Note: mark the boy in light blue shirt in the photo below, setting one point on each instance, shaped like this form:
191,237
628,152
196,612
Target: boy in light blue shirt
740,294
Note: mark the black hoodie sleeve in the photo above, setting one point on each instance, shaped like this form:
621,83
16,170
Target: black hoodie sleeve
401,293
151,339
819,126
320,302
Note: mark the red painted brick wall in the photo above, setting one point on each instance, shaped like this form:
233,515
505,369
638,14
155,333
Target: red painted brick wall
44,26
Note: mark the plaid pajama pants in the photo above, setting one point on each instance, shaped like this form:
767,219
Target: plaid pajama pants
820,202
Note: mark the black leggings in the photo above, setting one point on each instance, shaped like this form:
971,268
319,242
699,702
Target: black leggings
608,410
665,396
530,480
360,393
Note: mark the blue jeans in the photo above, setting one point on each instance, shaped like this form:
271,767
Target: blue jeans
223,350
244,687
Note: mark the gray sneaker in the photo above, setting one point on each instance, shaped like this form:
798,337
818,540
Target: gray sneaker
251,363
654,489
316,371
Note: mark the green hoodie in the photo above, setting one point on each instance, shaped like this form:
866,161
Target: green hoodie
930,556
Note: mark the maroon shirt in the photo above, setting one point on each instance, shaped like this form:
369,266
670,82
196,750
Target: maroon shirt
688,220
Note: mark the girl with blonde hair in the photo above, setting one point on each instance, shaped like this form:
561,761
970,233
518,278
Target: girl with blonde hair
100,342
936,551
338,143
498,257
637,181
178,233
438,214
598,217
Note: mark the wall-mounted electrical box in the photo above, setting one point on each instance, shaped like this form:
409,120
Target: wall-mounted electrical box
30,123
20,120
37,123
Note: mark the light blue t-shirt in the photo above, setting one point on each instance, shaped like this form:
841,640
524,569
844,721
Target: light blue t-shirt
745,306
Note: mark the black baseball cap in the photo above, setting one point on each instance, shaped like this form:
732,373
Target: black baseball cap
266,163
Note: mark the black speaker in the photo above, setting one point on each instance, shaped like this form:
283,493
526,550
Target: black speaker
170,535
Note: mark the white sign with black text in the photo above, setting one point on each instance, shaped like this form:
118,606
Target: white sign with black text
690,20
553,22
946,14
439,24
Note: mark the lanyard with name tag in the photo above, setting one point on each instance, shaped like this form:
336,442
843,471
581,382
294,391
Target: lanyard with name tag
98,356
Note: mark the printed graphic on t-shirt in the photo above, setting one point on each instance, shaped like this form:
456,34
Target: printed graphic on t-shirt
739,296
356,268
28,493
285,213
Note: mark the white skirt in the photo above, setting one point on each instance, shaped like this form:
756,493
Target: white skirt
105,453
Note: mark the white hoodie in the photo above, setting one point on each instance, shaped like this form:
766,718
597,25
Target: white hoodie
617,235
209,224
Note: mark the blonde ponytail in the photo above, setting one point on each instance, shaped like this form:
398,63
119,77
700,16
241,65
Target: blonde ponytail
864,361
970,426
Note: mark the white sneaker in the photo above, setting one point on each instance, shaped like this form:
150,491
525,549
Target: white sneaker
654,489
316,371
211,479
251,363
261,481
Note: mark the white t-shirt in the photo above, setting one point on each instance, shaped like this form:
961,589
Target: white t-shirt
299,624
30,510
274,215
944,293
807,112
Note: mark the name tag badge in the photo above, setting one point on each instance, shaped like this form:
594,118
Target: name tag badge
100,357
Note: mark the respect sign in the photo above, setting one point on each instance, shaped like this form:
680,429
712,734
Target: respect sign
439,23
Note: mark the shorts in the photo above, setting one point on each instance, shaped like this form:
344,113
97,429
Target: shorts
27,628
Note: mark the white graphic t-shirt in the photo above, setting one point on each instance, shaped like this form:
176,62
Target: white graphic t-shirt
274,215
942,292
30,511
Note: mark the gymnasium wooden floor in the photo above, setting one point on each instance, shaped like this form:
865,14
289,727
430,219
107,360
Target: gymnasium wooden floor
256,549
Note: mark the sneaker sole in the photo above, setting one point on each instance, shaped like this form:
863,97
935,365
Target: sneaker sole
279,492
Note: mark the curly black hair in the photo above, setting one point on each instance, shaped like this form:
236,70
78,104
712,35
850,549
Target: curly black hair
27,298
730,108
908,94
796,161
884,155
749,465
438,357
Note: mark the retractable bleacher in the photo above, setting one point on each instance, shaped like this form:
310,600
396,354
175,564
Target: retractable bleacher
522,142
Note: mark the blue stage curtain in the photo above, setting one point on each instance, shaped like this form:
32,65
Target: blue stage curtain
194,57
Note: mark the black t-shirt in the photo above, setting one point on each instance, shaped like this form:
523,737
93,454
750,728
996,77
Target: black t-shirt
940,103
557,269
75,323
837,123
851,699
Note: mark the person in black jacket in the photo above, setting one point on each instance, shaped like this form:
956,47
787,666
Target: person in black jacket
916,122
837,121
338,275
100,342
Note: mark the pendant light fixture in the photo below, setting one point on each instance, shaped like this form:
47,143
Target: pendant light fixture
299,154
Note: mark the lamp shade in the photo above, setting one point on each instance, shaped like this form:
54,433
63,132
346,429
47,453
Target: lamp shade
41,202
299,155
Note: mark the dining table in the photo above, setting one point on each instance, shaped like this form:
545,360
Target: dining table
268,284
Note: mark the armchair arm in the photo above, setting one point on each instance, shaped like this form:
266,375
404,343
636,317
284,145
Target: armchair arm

· · · ·

**What the task asks:**
Quote each line of the listing above exactly.

**Reply:**
Note: mark the boy in light blue shirt in the photo below, setting one point on each instance, shaped like this form:
191,237
628,152
196,612
Target: boy in light blue shirt
740,294
Note: mark the black hoodie sleeve in the photo above, setting one point on each instance, shaped like this form:
621,83
16,170
Target: black hoodie sleeve
401,293
151,339
819,126
320,302
Note: mark the red painted brick wall in the photo above, setting one point on each instance, shaped like this form:
233,515
505,369
638,14
155,333
Target: red painted brick wall
44,26
Note: mark the plaid pajama pants in the photo above, setting one point on each instance, shaped like this form:
767,219
Target: plaid pajama pants
820,202
Note: mark the black leggings in the photo above, setting one point on each instance, shaped like this form:
971,268
319,242
699,702
Target: black leggings
608,410
665,396
530,480
360,393
Note: mark the blue jeans in the photo above, setting one point on each instance, shaped like this form:
271,767
Target: blue jeans
223,350
244,687
Note: mark the gray sneaker in the photo above, setting one point on each instance, shaped like this form:
798,337
818,540
Target: gray sneaker
251,363
654,489
316,371
Note: mark the green hoodie in the photo above, setting one point on each instance, shaped like this form:
866,161
Target: green hoodie
930,556
Note: mark the maroon shirt in the photo above, setting one point on each instance, shaped like this form:
369,266
670,82
196,750
Target: maroon shirt
688,220
Note: mark the girl with blonde hair in the photo above, setting one point on each instance, shaped like this form:
561,761
970,233
518,278
Target: girl with blonde hair
100,342
936,551
338,143
498,257
637,181
178,233
438,214
598,217
Note: mark the wall-mounted electrical box in the photo above, setting one point on each instance, shaped like this form:
409,120
Target: wall-mounted electrical box
30,123
20,120
37,123
Note: mark the light blue t-shirt in the photo above, setting one point on each instance, shaped like this form:
841,640
524,569
844,721
Target: light blue t-shirt
745,306
Note: mark the black baseball cap in the photo above, setting one point on each instance, shaped like this form:
732,373
Target: black baseball cap
266,163
Note: mark the black speaker in the photo above, setting one point on each instance, shaped like this form:
283,493
526,550
Target: black speaker
170,535
Note: mark the white sign with black text in the photo above, setting one point on each instance, shaped like this form:
118,606
Target: white sign with black text
690,20
553,22
946,14
439,24
Note: mark the lanyard with name tag in the photo above, setting one point on each instance, shaped like this form:
336,442
843,471
581,382
294,391
Target: lanyard with name tag
98,356
Note: mark the printed graphic on t-shirt in the photo above, setting one point on each instance, shaped like this form:
456,34
Target: printed graphic on t-shirt
739,296
356,268
28,493
285,213
Note: mark the white skirt in the photo above, setting one point on each instance, shaped like this form:
756,493
Target: white skirt
105,453
Note: mark the white hoodie in the photo above, setting one point on each instance, shaped like this form:
766,718
597,25
Target: white hoodie
617,235
209,224
Note: mark the blonde ponytail in the photo above, setting one point on each instance, shaped like this form:
398,63
119,77
700,16
241,65
Target: blonde ponytail
864,361
970,426
Note: mark the white sneaker in the photo above, setting one point on each instance, shaped like this form:
150,491
525,549
Target: white sneaker
654,489
316,371
211,479
251,363
261,481
Note: mark the white t-shirt in the photo above, setting one point on each instance, shaped like this form:
961,589
Target: white t-shirt
299,624
30,510
274,215
944,293
807,112
Note: mark the name tag badge in the photo above, setting one point on each instance, shaped like this form:
594,118
Target: name tag badge
100,357
Note: mark the respect sign in the photo above, setting one point on each instance, shaped like this form:
680,429
712,734
Target: respect sign
439,23
Note: mark the shorts in the photo above, setting one point on each instance, shaped like this form:
344,113
97,429
Target: shorts
27,628
Note: mark the white graphic t-shirt in the photo above, setting one point on each instance, shaped like this form:
176,62
Target: white graphic t-shirt
274,215
942,292
30,511
Note: mark the gymnasium wooden floor in the photo above, setting one point on each instance, shaped like this form:
865,14
289,727
430,219
107,360
Target: gymnasium wooden floor
256,549
Note: mark the sneaker sole in the photo above, setting one point on each instance, shaped like this form:
863,97
935,365
Target: sneaker sole
279,492
Note: mark the curly black hair in the photo above, setting one point on each instance, shaped like this form:
236,70
78,104
712,35
850,549
Target: curly black hair
27,298
730,108
908,94
796,161
884,155
749,465
438,357
Note: mark the retractable bleacher in the photo above, setting one point on each instance, shaped like this form:
310,600
396,354
175,564
Target: retractable bleacher
522,142
Note: mark the blue stage curtain in the photo above, setting one point on each instance, shaped like this form:
32,65
Target: blue stage curtain
194,57
Note: mark the black t-shirt in the photo above, setting one point on each instance, shaped like this form:
523,737
93,454
750,728
996,77
Target: black t-shirt
940,103
557,269
75,323
837,123
851,699
Note: mark the person in black jacket in the photo above, setting one point on each instance, shaped like this form:
956,47
787,666
Target: person in black jacket
916,122
837,121
338,275
100,342
Note: mark the pendant light fixture in the photo below, setting one point on each instance, shaped like this form:
47,143
Target: pendant light fixture
299,154
Note: mark the lamp shade in the photo above, setting one point on each instance, shaped like this form:
54,433
63,132
346,429
47,453
Target: lamp shade
41,202
299,155
Note: mark the dining table in the photo above, setting one point on each instance, shaped like this form:
545,360
Target: dining table
268,284
Note: mark the armchair arm in the photo above, setting one point on each instance, shaped like this form:
266,375
404,343
636,317
284,145
Target: armchair arm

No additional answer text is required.